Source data
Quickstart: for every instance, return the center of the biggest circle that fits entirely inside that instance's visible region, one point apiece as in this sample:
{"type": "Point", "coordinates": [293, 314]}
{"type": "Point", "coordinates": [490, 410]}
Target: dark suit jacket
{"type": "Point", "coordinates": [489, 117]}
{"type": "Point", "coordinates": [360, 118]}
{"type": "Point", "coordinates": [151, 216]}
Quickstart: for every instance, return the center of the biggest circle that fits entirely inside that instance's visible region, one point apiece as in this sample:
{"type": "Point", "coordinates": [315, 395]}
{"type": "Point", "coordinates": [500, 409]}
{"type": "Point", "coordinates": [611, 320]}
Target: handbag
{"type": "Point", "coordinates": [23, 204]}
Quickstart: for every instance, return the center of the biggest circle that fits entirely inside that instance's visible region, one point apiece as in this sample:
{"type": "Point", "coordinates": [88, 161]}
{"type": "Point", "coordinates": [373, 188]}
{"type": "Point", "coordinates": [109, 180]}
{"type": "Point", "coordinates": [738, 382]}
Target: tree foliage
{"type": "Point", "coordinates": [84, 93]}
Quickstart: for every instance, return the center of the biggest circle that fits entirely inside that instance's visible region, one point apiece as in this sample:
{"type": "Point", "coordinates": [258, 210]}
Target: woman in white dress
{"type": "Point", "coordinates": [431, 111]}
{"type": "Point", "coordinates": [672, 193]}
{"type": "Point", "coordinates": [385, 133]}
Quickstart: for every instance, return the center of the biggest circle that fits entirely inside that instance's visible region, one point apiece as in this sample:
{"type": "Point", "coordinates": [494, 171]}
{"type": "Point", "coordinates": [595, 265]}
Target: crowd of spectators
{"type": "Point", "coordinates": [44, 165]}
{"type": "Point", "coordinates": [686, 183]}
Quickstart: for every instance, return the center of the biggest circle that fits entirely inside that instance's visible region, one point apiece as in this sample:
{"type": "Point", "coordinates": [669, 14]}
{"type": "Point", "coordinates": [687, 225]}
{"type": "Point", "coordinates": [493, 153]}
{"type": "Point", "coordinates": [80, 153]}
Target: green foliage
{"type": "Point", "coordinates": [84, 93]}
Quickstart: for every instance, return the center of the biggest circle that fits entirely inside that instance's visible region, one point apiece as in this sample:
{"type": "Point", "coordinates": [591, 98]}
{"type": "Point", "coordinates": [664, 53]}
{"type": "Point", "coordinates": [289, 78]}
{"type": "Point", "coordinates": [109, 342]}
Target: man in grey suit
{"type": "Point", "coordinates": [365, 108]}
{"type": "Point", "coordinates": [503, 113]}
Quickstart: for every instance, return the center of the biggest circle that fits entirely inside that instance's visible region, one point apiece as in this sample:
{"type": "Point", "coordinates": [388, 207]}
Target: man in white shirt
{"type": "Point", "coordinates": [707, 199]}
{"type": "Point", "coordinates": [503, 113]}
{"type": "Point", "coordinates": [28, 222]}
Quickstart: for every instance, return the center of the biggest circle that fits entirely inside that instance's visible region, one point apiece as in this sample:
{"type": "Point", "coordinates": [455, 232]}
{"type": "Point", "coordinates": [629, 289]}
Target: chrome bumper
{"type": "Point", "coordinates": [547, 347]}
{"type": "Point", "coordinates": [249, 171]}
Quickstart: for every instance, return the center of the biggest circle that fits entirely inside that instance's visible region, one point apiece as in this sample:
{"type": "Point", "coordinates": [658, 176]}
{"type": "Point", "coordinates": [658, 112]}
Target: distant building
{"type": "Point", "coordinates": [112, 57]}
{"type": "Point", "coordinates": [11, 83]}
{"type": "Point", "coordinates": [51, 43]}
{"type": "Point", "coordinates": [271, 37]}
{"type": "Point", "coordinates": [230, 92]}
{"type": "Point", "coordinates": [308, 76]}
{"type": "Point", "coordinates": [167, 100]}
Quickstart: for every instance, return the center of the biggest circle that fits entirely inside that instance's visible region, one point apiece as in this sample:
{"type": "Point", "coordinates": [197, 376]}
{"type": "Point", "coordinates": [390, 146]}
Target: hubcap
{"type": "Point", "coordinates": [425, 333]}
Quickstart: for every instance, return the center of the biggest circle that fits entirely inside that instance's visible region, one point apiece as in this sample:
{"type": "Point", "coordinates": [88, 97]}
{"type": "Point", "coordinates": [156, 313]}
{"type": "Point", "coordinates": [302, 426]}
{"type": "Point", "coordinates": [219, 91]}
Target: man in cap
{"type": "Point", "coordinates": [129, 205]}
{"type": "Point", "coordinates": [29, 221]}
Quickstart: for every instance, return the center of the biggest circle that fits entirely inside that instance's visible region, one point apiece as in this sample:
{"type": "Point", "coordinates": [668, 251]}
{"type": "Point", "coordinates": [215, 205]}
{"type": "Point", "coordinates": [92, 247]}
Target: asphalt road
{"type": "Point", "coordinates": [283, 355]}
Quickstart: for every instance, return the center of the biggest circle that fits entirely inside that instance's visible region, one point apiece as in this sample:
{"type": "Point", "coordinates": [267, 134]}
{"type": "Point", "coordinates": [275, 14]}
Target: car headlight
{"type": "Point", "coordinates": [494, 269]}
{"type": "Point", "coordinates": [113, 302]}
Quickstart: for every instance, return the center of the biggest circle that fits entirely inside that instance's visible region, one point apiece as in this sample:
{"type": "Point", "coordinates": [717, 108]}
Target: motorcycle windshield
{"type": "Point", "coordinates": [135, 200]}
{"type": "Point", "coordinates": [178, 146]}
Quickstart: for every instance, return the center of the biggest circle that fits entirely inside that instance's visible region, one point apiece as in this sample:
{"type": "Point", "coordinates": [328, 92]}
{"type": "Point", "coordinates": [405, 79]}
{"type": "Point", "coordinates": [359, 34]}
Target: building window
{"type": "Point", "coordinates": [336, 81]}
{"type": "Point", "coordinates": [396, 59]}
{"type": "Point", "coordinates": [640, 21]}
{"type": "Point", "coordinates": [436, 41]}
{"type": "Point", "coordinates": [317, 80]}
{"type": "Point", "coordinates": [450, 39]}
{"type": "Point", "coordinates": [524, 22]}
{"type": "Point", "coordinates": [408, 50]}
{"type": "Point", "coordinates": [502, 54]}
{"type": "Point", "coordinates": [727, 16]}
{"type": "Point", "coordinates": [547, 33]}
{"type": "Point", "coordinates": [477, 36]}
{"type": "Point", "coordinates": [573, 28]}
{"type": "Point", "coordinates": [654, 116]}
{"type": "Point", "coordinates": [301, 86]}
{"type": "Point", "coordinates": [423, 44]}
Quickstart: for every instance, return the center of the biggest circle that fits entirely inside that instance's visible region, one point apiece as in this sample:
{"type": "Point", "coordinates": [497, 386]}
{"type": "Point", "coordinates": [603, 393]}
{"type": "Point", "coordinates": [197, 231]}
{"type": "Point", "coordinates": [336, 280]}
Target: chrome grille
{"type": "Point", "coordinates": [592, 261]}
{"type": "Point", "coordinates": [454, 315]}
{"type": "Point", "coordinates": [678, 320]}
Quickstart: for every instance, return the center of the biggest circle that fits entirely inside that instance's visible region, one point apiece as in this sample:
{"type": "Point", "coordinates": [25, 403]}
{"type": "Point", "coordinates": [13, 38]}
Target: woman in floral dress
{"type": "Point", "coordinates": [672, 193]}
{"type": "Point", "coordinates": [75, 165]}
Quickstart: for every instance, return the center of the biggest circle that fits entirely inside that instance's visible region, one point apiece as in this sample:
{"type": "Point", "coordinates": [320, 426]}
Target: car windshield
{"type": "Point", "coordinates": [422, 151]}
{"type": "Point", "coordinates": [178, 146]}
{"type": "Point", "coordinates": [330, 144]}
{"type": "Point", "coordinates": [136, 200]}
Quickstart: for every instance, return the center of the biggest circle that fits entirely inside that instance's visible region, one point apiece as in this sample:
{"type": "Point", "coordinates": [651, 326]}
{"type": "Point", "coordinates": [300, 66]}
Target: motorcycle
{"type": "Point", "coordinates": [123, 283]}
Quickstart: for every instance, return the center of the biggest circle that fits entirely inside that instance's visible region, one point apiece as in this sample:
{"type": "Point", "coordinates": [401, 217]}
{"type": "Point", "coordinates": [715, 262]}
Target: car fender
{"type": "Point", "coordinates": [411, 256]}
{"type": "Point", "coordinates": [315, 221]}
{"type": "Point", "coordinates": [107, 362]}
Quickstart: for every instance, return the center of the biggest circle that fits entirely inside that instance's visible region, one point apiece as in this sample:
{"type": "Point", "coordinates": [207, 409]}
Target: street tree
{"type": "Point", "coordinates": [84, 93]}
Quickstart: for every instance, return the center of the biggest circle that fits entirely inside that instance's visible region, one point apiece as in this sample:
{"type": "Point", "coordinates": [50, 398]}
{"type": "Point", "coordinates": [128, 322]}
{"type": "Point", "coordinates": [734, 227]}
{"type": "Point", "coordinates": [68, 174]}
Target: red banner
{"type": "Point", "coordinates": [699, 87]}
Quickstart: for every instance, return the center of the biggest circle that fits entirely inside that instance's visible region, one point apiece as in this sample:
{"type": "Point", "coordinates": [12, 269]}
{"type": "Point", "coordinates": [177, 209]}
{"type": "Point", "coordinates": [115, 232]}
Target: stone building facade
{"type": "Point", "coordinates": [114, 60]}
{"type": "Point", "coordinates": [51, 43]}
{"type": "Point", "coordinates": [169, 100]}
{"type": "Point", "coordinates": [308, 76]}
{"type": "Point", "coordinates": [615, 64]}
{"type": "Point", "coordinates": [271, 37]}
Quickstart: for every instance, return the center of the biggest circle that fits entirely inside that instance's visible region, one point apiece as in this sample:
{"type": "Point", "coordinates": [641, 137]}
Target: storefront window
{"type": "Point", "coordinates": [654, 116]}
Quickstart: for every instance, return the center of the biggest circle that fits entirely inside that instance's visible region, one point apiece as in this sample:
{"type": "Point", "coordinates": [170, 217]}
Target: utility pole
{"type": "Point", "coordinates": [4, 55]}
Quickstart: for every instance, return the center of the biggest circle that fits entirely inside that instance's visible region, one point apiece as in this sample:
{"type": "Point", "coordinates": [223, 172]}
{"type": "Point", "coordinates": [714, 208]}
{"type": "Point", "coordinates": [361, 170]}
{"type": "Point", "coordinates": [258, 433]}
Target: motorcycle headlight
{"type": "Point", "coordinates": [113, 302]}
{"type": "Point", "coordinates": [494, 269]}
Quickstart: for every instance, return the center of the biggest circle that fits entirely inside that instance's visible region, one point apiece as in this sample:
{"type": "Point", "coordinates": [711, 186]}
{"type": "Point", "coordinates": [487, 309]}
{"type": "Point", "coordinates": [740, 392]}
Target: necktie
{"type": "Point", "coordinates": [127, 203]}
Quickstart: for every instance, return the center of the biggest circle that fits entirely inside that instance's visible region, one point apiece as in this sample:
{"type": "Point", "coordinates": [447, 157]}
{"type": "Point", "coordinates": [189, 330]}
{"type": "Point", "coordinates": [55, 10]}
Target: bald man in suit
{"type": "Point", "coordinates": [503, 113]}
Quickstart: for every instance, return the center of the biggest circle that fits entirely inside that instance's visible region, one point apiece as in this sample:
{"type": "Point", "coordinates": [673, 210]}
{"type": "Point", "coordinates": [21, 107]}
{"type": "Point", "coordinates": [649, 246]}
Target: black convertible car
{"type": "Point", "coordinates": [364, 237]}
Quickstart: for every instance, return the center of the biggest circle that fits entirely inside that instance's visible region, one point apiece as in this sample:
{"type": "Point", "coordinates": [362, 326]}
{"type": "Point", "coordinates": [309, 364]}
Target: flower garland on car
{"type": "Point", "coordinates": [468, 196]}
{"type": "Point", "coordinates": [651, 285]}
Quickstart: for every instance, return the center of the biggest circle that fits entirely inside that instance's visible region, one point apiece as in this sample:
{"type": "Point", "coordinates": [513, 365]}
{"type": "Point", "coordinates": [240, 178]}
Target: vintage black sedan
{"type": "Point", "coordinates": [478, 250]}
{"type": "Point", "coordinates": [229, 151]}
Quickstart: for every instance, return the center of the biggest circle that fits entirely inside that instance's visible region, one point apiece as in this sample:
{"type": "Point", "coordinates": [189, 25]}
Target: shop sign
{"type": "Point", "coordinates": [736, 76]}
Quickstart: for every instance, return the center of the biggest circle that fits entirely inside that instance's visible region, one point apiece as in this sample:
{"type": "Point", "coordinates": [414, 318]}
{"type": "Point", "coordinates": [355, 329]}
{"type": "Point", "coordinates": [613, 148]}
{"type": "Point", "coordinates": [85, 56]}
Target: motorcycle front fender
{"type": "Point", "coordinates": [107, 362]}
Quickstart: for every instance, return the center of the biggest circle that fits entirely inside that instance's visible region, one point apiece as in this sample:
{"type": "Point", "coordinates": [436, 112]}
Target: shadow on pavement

→ SHORT EXERCISE
Which lines in the records above contain the string "dress", matching its case? Report each of those lines in full.

→ CORRECT OUTPUT
Target: woman in white dress
Target: woman in floral dress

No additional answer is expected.